REQUEST: Your task is to repeat the records exactly from the line containing "Note: spot the keypad" onward, through the final line.

DATA FOR PROCESSING:
+ + +

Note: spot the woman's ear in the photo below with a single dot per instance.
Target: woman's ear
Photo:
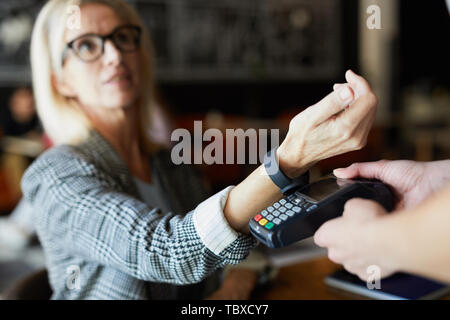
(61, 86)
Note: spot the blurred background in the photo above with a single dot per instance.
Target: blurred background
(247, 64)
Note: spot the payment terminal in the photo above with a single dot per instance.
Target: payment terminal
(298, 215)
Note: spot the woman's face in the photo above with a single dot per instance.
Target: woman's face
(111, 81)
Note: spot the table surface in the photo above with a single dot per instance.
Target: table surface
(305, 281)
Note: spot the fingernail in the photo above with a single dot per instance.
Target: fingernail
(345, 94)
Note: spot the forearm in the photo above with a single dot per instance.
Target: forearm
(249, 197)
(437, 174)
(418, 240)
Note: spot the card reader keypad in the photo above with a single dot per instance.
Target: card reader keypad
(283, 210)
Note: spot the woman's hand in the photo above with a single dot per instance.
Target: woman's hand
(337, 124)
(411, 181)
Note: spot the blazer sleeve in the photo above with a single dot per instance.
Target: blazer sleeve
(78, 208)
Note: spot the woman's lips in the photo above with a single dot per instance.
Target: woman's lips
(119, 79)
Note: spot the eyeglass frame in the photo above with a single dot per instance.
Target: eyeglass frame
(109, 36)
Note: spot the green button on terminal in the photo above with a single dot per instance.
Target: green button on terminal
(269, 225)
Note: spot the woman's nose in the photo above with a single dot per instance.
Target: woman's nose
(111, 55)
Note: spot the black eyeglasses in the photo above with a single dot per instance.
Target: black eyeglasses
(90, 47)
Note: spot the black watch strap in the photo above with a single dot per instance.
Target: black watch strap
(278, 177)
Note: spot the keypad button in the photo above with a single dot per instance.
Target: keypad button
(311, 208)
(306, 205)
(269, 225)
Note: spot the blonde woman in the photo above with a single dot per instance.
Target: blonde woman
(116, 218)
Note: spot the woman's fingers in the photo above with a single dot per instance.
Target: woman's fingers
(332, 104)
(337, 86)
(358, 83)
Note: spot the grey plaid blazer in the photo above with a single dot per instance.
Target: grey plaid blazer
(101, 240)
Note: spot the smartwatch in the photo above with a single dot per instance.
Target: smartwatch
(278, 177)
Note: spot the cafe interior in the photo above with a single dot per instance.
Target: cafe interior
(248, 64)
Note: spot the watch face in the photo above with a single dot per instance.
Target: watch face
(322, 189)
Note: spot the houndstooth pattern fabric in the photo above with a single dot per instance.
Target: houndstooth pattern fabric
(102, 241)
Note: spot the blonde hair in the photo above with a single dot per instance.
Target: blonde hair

+ + +

WRITTEN ANSWER:
Note: spot the keypad button in the photo above with a single dot per instance.
Target: keypad button
(311, 208)
(306, 205)
(269, 225)
Note: spot the blonde woman in the photo above with a single dot per instance.
Target: blonde woman
(116, 218)
Note: spot the woman's fingers in the photo above with a single dot per instance.
Target: woman's fingers
(332, 104)
(337, 86)
(358, 83)
Note: spot the grey plaid blazer in the photo above with a single dot per instance.
Target: grey plaid blazer
(101, 240)
Note: spot the smartwatch in the photo above with a single dot per instance.
Target: smartwatch
(278, 177)
Note: spot the cafe interior in the photo above with a single dot per instance.
Target: cafe interior
(248, 64)
Note: spot the watch face in the photo above with a single dot per instance.
Target: watch face
(322, 189)
Note: spot the houndstooth pattern fabric in the photo above with a single dot per instance.
Target: houndstooth pattern fabric
(102, 241)
Note: spot the blonde hair in the photo above with a single dot per instance.
Target: blonde hair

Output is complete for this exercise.